══ Source records

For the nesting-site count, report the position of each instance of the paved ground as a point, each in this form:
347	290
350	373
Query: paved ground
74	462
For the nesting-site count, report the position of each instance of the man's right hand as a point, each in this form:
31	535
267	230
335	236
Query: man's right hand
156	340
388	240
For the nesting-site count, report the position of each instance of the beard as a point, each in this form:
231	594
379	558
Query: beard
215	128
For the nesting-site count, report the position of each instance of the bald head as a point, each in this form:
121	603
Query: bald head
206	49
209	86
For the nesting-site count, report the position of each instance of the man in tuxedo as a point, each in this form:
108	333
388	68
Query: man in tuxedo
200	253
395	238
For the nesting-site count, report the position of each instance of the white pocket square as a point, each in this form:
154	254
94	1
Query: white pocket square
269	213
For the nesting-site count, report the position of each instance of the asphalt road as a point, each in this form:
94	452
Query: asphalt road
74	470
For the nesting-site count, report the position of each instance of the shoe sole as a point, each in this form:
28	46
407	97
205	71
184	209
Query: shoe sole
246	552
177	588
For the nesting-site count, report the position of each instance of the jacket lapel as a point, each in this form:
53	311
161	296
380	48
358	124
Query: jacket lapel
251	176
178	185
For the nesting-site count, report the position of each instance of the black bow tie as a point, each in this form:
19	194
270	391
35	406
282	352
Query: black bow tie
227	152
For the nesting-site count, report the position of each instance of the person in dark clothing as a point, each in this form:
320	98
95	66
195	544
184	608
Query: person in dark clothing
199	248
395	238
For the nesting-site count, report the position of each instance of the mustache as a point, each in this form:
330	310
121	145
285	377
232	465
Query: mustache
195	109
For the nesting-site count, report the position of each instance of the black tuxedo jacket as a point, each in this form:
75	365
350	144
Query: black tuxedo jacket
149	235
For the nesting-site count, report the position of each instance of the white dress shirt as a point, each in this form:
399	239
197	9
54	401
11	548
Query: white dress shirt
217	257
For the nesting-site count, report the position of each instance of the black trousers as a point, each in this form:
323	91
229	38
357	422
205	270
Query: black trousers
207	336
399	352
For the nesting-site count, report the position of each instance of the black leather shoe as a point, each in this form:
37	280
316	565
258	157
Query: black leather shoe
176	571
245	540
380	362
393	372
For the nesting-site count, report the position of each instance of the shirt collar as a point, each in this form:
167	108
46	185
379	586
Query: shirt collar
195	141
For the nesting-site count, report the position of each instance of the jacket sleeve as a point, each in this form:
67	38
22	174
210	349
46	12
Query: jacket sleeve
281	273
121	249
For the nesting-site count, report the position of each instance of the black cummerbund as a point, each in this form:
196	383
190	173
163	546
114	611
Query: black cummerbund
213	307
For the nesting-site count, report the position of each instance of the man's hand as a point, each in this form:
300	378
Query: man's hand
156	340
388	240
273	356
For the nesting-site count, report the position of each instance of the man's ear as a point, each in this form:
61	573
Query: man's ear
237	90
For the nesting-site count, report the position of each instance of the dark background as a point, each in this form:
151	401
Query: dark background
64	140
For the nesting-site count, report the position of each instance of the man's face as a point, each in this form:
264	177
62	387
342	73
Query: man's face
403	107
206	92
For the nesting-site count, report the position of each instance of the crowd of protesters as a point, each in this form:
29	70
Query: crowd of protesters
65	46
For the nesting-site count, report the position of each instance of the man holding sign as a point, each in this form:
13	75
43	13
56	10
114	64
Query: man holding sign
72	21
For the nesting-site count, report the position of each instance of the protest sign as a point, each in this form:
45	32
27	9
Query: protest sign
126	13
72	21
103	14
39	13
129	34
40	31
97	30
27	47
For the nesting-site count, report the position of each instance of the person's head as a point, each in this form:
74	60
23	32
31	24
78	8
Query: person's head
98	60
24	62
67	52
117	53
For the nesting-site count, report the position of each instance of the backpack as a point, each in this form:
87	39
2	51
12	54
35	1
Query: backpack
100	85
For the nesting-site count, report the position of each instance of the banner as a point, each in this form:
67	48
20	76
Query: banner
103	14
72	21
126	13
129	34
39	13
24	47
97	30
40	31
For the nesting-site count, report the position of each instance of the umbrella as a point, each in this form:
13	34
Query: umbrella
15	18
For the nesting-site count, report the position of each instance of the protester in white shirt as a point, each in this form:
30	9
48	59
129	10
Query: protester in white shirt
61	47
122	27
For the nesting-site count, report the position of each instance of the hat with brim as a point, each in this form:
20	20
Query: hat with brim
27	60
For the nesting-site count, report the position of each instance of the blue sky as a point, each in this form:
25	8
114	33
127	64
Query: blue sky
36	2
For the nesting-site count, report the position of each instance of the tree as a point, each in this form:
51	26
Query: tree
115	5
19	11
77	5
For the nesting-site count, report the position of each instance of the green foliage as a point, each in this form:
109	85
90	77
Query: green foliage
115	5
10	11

════

◆ Task details: Reproduce all of the entries word for word.

◆ Problem solution:
For the nesting-site count, report the position of each instance of the paved ground as a point, each in this form:
347	290
350	373
Query: paved ground
74	462
For the nesting-site count, report the position of each instance of the man's right hand as a point, each in this form:
31	535
267	230
335	236
Query: man's right hand
156	340
388	240
For the nesting-site count, report the position of each instance of the beard as a point, each in this form:
231	594
379	558
Query: beard
215	128
For the nesting-site count, report the position of each instance of the bald head as a point, each in this form:
121	603
Query: bald head
206	49
209	86
For the nesting-site count, report the position of each instance of the man in tuxedo as a point, each in this form:
108	333
388	68
Query: man in tuxedo
200	253
395	238
For the nesting-site count, report the position of each instance of the white pocket square as a point, each in this form:
154	254
94	1
Query: white pocket square
269	213
For the nesting-site count, report the position of each instance of the asphalt road as a point, each in this form:
94	452
Query: asphalt road
74	470
For the nesting-site count, report the position of each instance of the shoe sole as a point, each in this form:
28	46
407	97
205	71
184	209
Query: shoe sole
246	552
177	588
For the nesting-site count, report the position of each instance of the jacket lapel as a point, each in this form:
53	311
161	296
380	48
358	124
Query: jacket lapel
251	176
178	185
For the nesting-site count, report the position of each instance of the black bow tie as a point, each in this form:
19	194
270	391
35	406
282	352
Query: black bow tie
227	152
For the nesting-site count, report the position of each instance of the person in dark clothing as a point, each in this form:
320	98
95	66
195	544
184	608
Query: person in dark clothing
199	248
395	238
For the nesting-site count, report the position of each instance of the mustache as a point, each in this form:
330	310
121	145
285	377
232	465
Query: mustache
195	109
For the nesting-site count, report the position of each instance of the black tuxedo jacket as a point, each in this form:
75	365
350	144
Query: black tuxedo jacket
149	235
For the nesting-site count, report the position of each instance of the white dress shirt as a point, each in this form:
399	239
197	9
54	401
11	548
Query: white dress shirt
217	257
For the nesting-site count, report the position of each instance of the black trousers as a point, each in this form:
323	91
229	38
357	422
205	270
Query: black trousers
207	336
399	352
For the nesting-site count, report the position of each instance of the black leather shoe as a point, each in this form:
37	280
316	565
258	157
Query: black leather shoe
176	571
245	540
380	362
393	372
For the nesting-site count, report the position of each instance of the shirt collar as a point, each in this form:
167	108
46	185
379	586
Query: shirt collar
195	141
For the nesting-site count, report the position of each instance of the jacket sleeve as a point, each in this form:
67	38
22	174
210	349
46	12
Query: jacket sleeve
281	273
121	249
For the nesting-site count, report the position of each instance of the black cummerbund as a point, each in this form:
196	383
190	173
163	546
114	611
Query: black cummerbund
213	307
For the nesting-site count, report the position of each instance of the man's hand as a point, each in this form:
300	378
Query: man's hand
156	340
388	240
273	356
For the nesting-site count, report the position of each instance of the man's ear as a point, each in this form:
61	573
Query: man's ear
237	90
For the nesting-site count, report the position of each instance of the dark background as a point, each in this form:
151	401
Query: dark background
64	140
For the nesting-site count, report the position of each instance of the man's face as a point, each in this form:
264	177
62	387
342	73
Query: man's face
403	107
206	92
For the nesting-site count, report the position of each instance of the crowd of protesters as a point, each in this form:
29	70
Query: crowd of protesters
65	46
For the nesting-site count, report the position of each instance of the man holding sign as a point, each in this form:
13	75
43	13
56	10
114	64
Query: man holding sign
72	21
For the nesting-site count, report the position of each instance of the protest sign as a point, each in this form:
45	32
27	9
Query: protest sign
126	13
72	21
103	14
39	13
129	34
40	31
97	30
27	47
For the nesting-site count, report the position of each instance of the person's head as a point, each in this form:
74	60
23	32
31	24
78	8
Query: person's head
98	60
24	62
67	52
117	53
For the nesting-site count, report the position of each instance of the backpack as a point, each in this form:
87	39
2	51
12	54
35	1
Query: backpack
100	85
For the nesting-site count, report the position of each instance of the banner as a point, each in this form:
67	48
20	76
Query: banner
103	14
72	21
126	13
129	34
39	13
24	47
97	30
40	31
For the nesting-site count, report the position of each instance of the umbrella as a point, each in this form:
13	34
Query: umbrella
15	18
For the nesting-site count, report the position of each instance of the protester in white shirt as a point, each in this form:
30	9
48	59
129	10
Query: protester in white shirt
61	47
122	27
For the nesting-site count, report the position of each instance of the hat with brim as a point, each in this form:
20	20
Query: hat with brim
27	60
For the nesting-site count, report the position of each instance of the blue sky as a point, each in this form:
25	8
114	33
127	64
Query: blue sky
36	2
For the nesting-site count, report the position of each instance of the tree as a point, each in this form:
51	26
Query: tree
115	5
19	11
77	5
For the nesting-site count, report the position of each instance of the green foliage as a point, each in this form:
109	85
90	77
Query: green foliage
115	5
10	11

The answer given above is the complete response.